- What you need to do: Copy each of the rows below without changing a single character.

::: The records :::

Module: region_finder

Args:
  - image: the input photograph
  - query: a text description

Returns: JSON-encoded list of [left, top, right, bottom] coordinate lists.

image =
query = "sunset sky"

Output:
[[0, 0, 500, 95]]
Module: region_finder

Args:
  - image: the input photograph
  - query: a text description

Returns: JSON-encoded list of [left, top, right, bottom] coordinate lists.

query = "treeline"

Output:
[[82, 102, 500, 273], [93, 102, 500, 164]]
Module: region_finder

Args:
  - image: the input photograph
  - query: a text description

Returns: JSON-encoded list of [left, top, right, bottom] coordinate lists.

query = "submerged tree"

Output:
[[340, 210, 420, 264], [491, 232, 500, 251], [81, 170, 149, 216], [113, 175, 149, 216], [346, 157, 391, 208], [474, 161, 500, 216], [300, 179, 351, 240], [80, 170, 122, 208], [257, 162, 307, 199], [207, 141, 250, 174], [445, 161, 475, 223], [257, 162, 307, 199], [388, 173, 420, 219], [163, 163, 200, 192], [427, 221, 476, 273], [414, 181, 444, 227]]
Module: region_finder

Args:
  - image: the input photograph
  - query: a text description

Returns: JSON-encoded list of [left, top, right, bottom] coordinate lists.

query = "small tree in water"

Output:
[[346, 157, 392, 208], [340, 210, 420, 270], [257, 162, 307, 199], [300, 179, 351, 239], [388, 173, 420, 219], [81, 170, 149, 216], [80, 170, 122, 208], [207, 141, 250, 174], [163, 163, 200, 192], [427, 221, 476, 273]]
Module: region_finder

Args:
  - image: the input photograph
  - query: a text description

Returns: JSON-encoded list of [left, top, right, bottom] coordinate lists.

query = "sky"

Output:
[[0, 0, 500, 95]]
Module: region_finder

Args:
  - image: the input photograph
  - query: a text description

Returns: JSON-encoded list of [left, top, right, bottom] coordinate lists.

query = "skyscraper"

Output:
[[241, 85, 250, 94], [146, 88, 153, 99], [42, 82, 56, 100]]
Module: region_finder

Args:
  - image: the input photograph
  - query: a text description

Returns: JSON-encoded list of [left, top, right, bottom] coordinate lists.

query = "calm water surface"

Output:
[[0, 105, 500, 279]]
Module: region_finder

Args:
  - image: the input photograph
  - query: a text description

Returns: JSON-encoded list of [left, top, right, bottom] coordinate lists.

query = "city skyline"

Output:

:::

- Complete response:
Module: region_finder

Args:
  - image: the input photograph
  - query: a text description

Returns: JSON-encoded list of [left, top, right, bottom] coordinate lists.

image =
query = "sunset sky"

Output:
[[0, 0, 500, 95]]
Module: region_finder

Args:
  - image: the input photograph
  - query: a text description

Returns: JSON-encoded list of [left, top, right, bottom] coordinate lists.

query = "treeline"

Output:
[[82, 102, 500, 273], [93, 102, 500, 164]]
Module: region_finder

Args:
  - image: the input photograph
  - query: a text description

Returns: JSON-encoded list of [left, top, right, bottom] coordinate lists.

query = "submerged tree"

Output:
[[340, 210, 420, 264], [491, 232, 500, 251], [81, 170, 149, 216], [113, 175, 149, 216], [346, 157, 391, 208], [474, 161, 500, 216], [300, 179, 351, 240], [80, 170, 122, 208], [257, 162, 307, 199], [207, 141, 250, 174], [445, 161, 475, 223], [257, 162, 307, 199], [388, 173, 420, 219], [163, 163, 200, 192], [427, 221, 476, 273], [414, 181, 444, 227]]
Module: region_finder

Args:
  - image: the input photograph
  - query: a text description

Returns: JSON-encoded list of [left, top, right, bottom] coordinate lists.

query = "small tree in water"

Output:
[[346, 157, 392, 208], [340, 210, 420, 270], [257, 162, 307, 199], [300, 179, 351, 239], [388, 173, 420, 219], [81, 170, 149, 216], [80, 170, 122, 208], [207, 141, 250, 174], [163, 163, 200, 192], [427, 221, 476, 273]]
Module: region_finder

Args:
  - image: the input photograph
  - query: a text description

Returns: JSON-encoded list of [left, top, right, bottom] coordinate lists.

query = "sky"

Output:
[[0, 0, 500, 95]]
Module: region_finder

Args:
  - image: the input photograph
  - query: a text description

Returns: JSON-encoded list of [left, top, right, bottom] coordinate lists.

query = "skyscraper"

Output:
[[241, 85, 250, 94], [146, 88, 153, 99], [42, 82, 56, 100]]
Module: region_finder

Args:
  - image: the input photograph
  - query: a text description

Returns: JSON-encoded list of [left, top, right, bottom] coordinate lists.

query = "calm water surface"

Output:
[[0, 105, 500, 279]]
Module: region_finder

Args:
  - image: the input photograph
  - query: a text description

Returns: JSON-encoded list of [left, top, right, bottom] coordinate lists.

query = "city skyline"

Output:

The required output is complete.